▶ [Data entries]
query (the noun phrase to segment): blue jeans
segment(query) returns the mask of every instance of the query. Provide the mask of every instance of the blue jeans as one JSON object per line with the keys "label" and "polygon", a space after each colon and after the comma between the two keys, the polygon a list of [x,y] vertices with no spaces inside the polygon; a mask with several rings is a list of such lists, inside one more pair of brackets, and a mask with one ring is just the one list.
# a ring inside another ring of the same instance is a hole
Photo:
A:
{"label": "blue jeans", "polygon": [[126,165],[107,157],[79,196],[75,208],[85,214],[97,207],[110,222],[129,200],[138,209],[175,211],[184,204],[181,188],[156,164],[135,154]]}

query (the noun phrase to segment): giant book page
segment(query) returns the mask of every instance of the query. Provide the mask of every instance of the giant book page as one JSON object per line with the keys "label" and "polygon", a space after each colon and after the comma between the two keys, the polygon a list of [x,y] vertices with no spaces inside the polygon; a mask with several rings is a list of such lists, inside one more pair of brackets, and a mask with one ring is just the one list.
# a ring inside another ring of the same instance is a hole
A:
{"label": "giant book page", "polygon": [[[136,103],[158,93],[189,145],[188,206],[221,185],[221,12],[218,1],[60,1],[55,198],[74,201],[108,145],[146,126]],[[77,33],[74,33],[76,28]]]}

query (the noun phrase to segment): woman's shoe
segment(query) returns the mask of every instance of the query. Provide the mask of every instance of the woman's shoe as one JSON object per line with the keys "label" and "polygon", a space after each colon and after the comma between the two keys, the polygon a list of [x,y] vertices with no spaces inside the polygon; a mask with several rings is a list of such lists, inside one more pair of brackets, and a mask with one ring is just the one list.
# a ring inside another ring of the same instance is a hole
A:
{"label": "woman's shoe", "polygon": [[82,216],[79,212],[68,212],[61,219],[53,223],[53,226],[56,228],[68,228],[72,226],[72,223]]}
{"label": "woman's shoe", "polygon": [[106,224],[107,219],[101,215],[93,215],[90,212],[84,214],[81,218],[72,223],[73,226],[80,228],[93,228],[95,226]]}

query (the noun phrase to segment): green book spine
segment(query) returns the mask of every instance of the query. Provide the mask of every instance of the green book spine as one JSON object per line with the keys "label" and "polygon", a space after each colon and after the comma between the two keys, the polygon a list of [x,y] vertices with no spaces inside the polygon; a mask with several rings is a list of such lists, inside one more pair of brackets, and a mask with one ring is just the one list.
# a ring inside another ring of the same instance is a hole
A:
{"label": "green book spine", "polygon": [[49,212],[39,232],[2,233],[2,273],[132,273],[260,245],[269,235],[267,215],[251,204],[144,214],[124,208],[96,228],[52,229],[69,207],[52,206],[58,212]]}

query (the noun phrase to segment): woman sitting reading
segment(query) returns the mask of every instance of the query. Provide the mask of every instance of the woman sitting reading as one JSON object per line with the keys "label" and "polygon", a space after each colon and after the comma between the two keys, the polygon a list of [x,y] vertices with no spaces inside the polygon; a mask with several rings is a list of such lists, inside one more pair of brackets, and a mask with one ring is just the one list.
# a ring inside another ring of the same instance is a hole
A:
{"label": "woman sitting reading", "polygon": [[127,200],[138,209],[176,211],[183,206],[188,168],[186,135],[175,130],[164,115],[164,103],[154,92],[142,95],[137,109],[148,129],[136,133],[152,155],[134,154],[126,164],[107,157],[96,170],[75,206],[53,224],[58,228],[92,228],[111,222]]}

▶ [TASK TO CARRY OUT] Print again each line of the listing above, exactly as it appears.

▶ [ANSWER FOR THIS EXERCISE]
query (the noun phrase to segment): blue jeans
segment(query) returns the mask of every instance of the query. Provide the mask of every instance of the blue jeans as one JSON object per line with the keys "label" and "polygon", a space after each colon and after the comma between the two keys, the polygon a list of [x,y] vertices with no spaces inside the polygon; a mask with several rings is a list of such lists, inside one more pair of brackets, and a mask with one ring is just the one list.
# a ring inside another ring of the same instance is a hole
Photo:
A:
{"label": "blue jeans", "polygon": [[126,165],[107,157],[79,196],[75,208],[85,214],[97,207],[110,222],[129,200],[138,209],[175,211],[184,204],[181,188],[156,164],[135,154]]}

query (the noun phrase to segment): giant book page
segment(query) returns the mask of every instance of the query. Provide the mask of every instance of the giant book page as one JSON object per line with the keys "label" and "polygon", a space after each colon and after the comma between the two keys, the polygon a list of [x,y] vertices with no spaces inside the polygon; a mask with several rings is a list of such lists, inside one more pair of brackets, and a mask with one ring is just the one list.
# a ring inside another ring of the same instance is a hole
A:
{"label": "giant book page", "polygon": [[[136,103],[158,93],[189,145],[188,206],[221,185],[221,12],[218,1],[60,1],[55,198],[74,201],[108,145],[146,126]],[[77,33],[74,33],[76,28]]]}

query (the noun phrase to segment): woman's shoe
segment(query) returns the mask of every instance of the query. Provide the mask of every instance of the woman's shoe as one JSON object per line with the keys "label" and "polygon", a space after each colon and after the comma between the two keys, the polygon a list of [x,y] vertices with no spaces inside the polygon; a mask with several rings is a list of such lists, inside one more pair of brackets, and a mask with one ring is just the one list.
# a ring inside another ring of the same instance is a hole
A:
{"label": "woman's shoe", "polygon": [[82,216],[79,212],[68,212],[61,219],[53,223],[53,226],[56,228],[68,228],[72,226],[72,223]]}
{"label": "woman's shoe", "polygon": [[106,224],[107,219],[101,215],[93,215],[90,212],[84,214],[81,218],[72,223],[73,226],[80,228],[93,228],[95,226]]}

query (the noun phrase to segment): green book spine
segment(query) returns the mask of every instance of the query. Provide the mask of every instance of the green book spine as one JSON object per line with the keys "label" and "polygon", a space after each colon and after the comma between the two keys, the polygon a list of [x,y] vertices with no spaces inside the polygon; a mask with several rings is a list of such lists, inside one more pair of brackets, and a mask with one ring is just the one list.
# a ring inside another ring of the same instance is a hole
A:
{"label": "green book spine", "polygon": [[49,212],[39,232],[2,233],[2,273],[132,273],[260,245],[269,235],[267,215],[251,204],[144,214],[124,208],[96,228],[52,229],[69,207],[52,206],[58,212]]}

query (the noun phrase to segment): woman sitting reading
segment(query) returns the mask of every instance of the query. Provide the mask of every instance of the woman sitting reading as one JSON object per line with the keys "label" and "polygon", a space after each colon and after the comma between the two keys, the polygon a list of [x,y] vertices with no spaces inside the polygon; a mask with several rings is a list of such lists, inside one more pair of brackets, and a mask with one ring is just the one list.
# a ring inside another ring of the same instance is a hole
A:
{"label": "woman sitting reading", "polygon": [[127,200],[138,209],[176,211],[183,206],[188,168],[186,135],[175,130],[164,115],[164,103],[154,92],[142,95],[137,109],[148,129],[136,133],[152,155],[134,154],[126,164],[107,157],[96,170],[75,206],[53,224],[58,228],[92,228],[111,222]]}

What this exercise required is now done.